++++ PASSAGE TO READ ++++
Author Affiliations: Bascom Palmer Eye Institute, Department of Ophthalmology (Drs Mutapcic Vajzovic, Murray, Schefler, and Dubovy and Ms Hess), and Department of Pediatric Hematology (Dr Fernandes), University of Miami Miller School of Medicine, Department of Neurological Surgery, University of Miami/Jackson Memorial Hospital (Drs Aziz-Sultan and Quintero Wolfe), and Florida Lions Oculopathology Laboratory (Dr Dubovy), Miami.
Retinoblastoma is a rare disease with only 250 to 300 cases diagnosed per year in the United States. Over the last 15 to 20 years, the long-term survival rates have been up to 99% in the developed world with aggressive treatment including systemic chemotherapy combined with focal laser therapy. Newer treatment techniques are focused on globe conservation while minimizing toxic systemic adverse effects such as myelosuppression, need for blood transfusions, infections, and increased incidence of secondary tumors.1 One of these newer treatment techniques includes intra-arterial chemotherapy infusion of melphalan. This supraselective intra-ophthalmic artery chemotherapeutic drug delivery has been shown to be successful by Yamane et al2 and Abramson et al3 in advanced intraocular retinoblastoma (Reese-Ellsworth group V) cases. Herein, we report the clinicopathologic finding of 3 eyes of 3 patients diagnosed with advanced retinoblastoma, Reese-Ellsworth group Vb, or International Classification of Retinoblastoma group D, treated with supraselective intra-ophthalmic artery infusion of melphalan at our institution by a technique previously described by Abramson et al.3 The patients underwent enucleation for evidence of tumor progression.
A 21-month-old girl was referred for worsening exotropia. On clinical examination, she was able to fix and follow objects with her right eye, and there was no response with the left eye. Leukocoria, a trace afferent pupillary defect, and intermittent exotropia were noted in the left eye. On dilated funduscopic examination, a peripapillary tumor extending through the fovea with secondary exudative retinal detachment was noted in the left eye. Subretinal and fine vitreous seeding was also noted (Figure 1A). The right eye was unremarkable. The patient was diagnosed with Reese-Ellsworth group Vb retinoblastoma in the left eye, with a normal systemic workup. Systemic chemotherapy was initiated with 4 agents (carboplatin, vincristine, etoposide, and cyclosporine) combined with local laser therapy initially planned for 9 cycles but extended to 11 cycles based on tumor nonresponse. Subsequently, 6 cycles of periocular carboplatin injections (20-mg dose) were administered. Despite aggressive globe-conserving treatment, the tumor progressed (Figure 1B). Salvage treatment with intra-arterial melphalan infusion was administered at a 3-mg dose initially and then a 7.5-mg dose. On follow-up examination, vitreous hemorrhage was noted obscuring the tumor, with tumor progression evident on echographic imaging. The left eye was enucleated (Figure 1C).
++++
» TASKS TO COMPLETE:
1) Copy the retinoblastoma case report word for word from "Author Affiliations: Bascom" to "(Dr Dubovy), Miami.".
2) Write the next part of the retinoblastoma case report, picking up after its final sentence.
++++ DATA ++++
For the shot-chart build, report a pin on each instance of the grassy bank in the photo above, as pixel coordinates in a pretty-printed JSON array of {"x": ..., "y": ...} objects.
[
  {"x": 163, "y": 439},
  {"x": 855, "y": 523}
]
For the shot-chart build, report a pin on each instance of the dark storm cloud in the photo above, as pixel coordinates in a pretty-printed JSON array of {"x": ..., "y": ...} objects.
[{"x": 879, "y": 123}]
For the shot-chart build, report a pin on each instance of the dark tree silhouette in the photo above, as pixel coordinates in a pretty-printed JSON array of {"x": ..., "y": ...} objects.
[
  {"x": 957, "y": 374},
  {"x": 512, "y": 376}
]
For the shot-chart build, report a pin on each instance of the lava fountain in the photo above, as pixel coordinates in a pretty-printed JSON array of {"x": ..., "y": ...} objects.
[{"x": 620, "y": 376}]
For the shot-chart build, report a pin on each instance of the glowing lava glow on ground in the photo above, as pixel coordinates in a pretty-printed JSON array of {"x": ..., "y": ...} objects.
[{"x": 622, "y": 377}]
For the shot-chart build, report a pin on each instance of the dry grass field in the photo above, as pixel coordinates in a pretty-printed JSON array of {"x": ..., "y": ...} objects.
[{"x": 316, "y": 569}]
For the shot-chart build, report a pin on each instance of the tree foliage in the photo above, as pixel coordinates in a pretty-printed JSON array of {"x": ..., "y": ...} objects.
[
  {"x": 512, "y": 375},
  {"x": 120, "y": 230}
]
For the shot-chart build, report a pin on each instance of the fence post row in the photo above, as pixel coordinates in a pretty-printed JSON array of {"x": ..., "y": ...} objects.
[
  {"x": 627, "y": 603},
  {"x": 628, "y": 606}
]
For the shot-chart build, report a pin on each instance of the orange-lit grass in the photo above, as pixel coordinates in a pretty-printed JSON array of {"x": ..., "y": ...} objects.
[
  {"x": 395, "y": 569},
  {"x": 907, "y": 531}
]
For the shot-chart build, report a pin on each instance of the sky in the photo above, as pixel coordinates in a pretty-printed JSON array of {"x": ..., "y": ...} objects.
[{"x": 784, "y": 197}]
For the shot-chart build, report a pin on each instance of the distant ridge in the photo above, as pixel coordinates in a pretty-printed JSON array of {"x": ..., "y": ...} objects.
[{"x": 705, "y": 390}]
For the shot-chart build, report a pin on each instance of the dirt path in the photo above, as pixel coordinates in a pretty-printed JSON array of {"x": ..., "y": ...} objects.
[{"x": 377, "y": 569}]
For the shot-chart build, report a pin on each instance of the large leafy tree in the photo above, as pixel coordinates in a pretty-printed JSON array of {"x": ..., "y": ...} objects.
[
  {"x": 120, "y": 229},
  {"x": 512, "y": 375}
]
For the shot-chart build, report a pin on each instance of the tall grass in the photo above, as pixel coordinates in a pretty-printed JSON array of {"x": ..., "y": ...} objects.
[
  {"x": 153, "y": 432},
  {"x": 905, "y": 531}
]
++++
» EXPECTED RESPONSES:
1)
Author Affiliations: Bascom Palmer Eye Institute, Department of Ophthalmology (Drs Mutapcic Vajzovic, Murray, Schefler, and Dubovy and Ms Hess), and Department of Pediatric Hematology (Dr Fernandes), University of Miami Miller School of Medicine, Department of Neurological Surgery, University of Miami/Jackson Memorial Hospital (Drs Aziz-Sultan and Quintero Wolfe), and Florida Lions Oculopathology Laboratory (Dr Dubovy), Miami.

2)
Patient 1 presented with a large retinal tumor involving the posterior pole with associated exudative retinal detachment and vitreous seeding (A). After systemic chemoreduction and focal laser photocoagulation and periocular carboplatin injections, tumor growth was noted in the superonasal macula (B). As a salvage therapy, intra-arterial melphalan infusion was performed. At 6 months, dense postoperative vitreous hemorrhage continued to obscure direct tumor visualization (C). The patient underwent enucleation because tumor growth was noted on ultrasonography. Histopathologic examination disclosed an undifferentiated tumor ( asterisk) extending into the optic nerve to the level of the lamina cribrosa (arrow) (D) (hematoxylin-eosin, original magnification ×40) and focally into the choroid (double arrows) (E) (periodic acid-Schiff, original magnification ×200). Pseudorosettes (white asterisk) were identified with foci of necrosis (black asterisk) surrounding a viable tumor (F) (hematoxylin-eosin, original magnification ×100).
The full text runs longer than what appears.